**TEXT SEGMENT**.
------------------------------

Accidental life insurance is an inexpensive way of obtaining life insurance coverage for yourself or someone else in your family. These policies typically pay a handsome death benefit to your beneficiary in the untimely event of your death, due strictly to an accident that causes death within a specified period of time. Because accidental death makes up less than 5% of all deaths nationwide, insurance companies know their chance of loss is minimal, thus they can offer inexpensive premiums for this type of policy.
The catch is, they are subject to certain "death criteria." For example, if the death was resultant from public transportation, the death must occur within three months of the accident. Also, your beneficiary will only collect benefits if your death is proven as a direct result of the accident. Some beneficiaries have a difficult time trying to prove this, as death can occur several weeks after an accident and for various reasons other than the accident itself, such as medical complications or surgical procedure risks. Unfortunately, it is the beneficiary's responsibility to prove this, which makes accidental death life policies a riskier product when compared to the traditional life insurance policy.
Remember, insurance companies have fancy lawyers, deep pockets and lots of time. If the accident is questionable, you can bet they'll try to fight the death benefit payout. Before you purchase an accidental death insurance policy, compare rates with a traditional term life insurance policy. Even if the premiums are slightly higher with traditional terms, you and your family will have a better piece of mind. (Learn what types of policies you should avoid, read 15 Insurance Policies You Don't Need.)

------------------------------

**ACTIVITIES**.
- A) Using the passage on accidental life insurance, explain in one to three sentences why insurance companies can offer inexpensive premiums for this type of policy.
- B) According to the passage on accidental life insurance, within what period must a death resulting from public transportation occur?
- C) Continue the passage on accidental life insurance from its final sentence.
The material has nothing to do with the passage on accidental life insurance.

**PROVIDED RECORDS**.
------------------------------

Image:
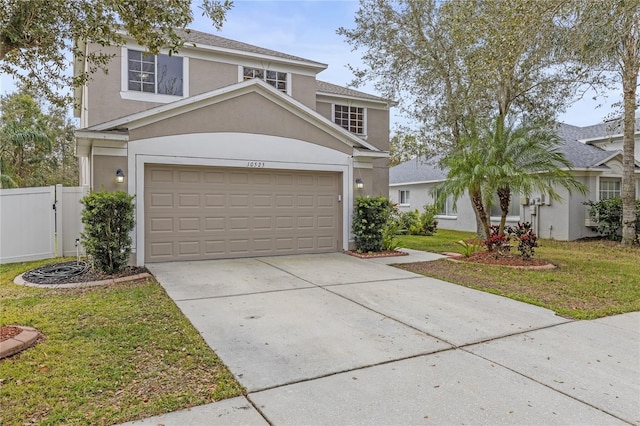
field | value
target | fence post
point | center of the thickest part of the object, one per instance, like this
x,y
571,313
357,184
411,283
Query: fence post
x,y
59,232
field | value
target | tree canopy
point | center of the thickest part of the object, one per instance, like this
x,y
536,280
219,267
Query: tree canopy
x,y
606,37
36,146
39,37
458,64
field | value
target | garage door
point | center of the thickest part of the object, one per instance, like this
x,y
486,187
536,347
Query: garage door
x,y
194,213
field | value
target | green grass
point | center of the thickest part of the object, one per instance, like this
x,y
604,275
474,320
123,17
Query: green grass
x,y
109,355
592,279
442,241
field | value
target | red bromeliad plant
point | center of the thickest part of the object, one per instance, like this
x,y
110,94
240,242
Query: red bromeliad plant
x,y
497,242
527,238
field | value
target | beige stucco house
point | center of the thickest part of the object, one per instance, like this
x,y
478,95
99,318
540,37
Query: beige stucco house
x,y
231,150
596,160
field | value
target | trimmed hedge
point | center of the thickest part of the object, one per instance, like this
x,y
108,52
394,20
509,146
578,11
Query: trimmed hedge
x,y
108,221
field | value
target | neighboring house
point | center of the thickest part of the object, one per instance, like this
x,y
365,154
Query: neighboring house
x,y
231,150
596,158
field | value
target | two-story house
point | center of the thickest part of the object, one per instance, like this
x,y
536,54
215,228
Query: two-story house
x,y
230,149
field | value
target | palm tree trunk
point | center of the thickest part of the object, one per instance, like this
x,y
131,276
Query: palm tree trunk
x,y
629,84
481,213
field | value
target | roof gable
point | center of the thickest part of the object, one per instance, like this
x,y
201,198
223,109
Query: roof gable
x,y
211,42
418,170
192,103
323,87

------------------------------

**RESULTS FOR THE EXERCISE**.
- A) Accidental death makes up less than 5% of all deaths nationwide, so insurance companies know their chance of loss is minimal. That low risk lets them charge inexpensive premiums.

- B) Within three months of the accident.

- C)
This question was answered by Steven Merkel
What the big headline death benefit giveth, the fine print taketh away. The price for life insurance is not set willy nilly, but rather the cost is estimated by actuaries to assess the likelihood of an event happening.
When you look at the fine print of what qualifies as an "accident" you may guess that many people actually die from an "accident."
For example: A plane crashes, and you are rushed to the hospital in critical condition. You end up dying say by heart failure, caused by the plane crash. But since you didn't actually die in the plane crash your "accidental death" policy often might now pay you a benefit.
Contrast that with regular life insurance (Term of Permanent) if you are dead you are dead. (there is fine print on regular life insurance as well, but it's generally more limited). There is higher risk that the insurance will have to pay out, so the premiums will also be higher.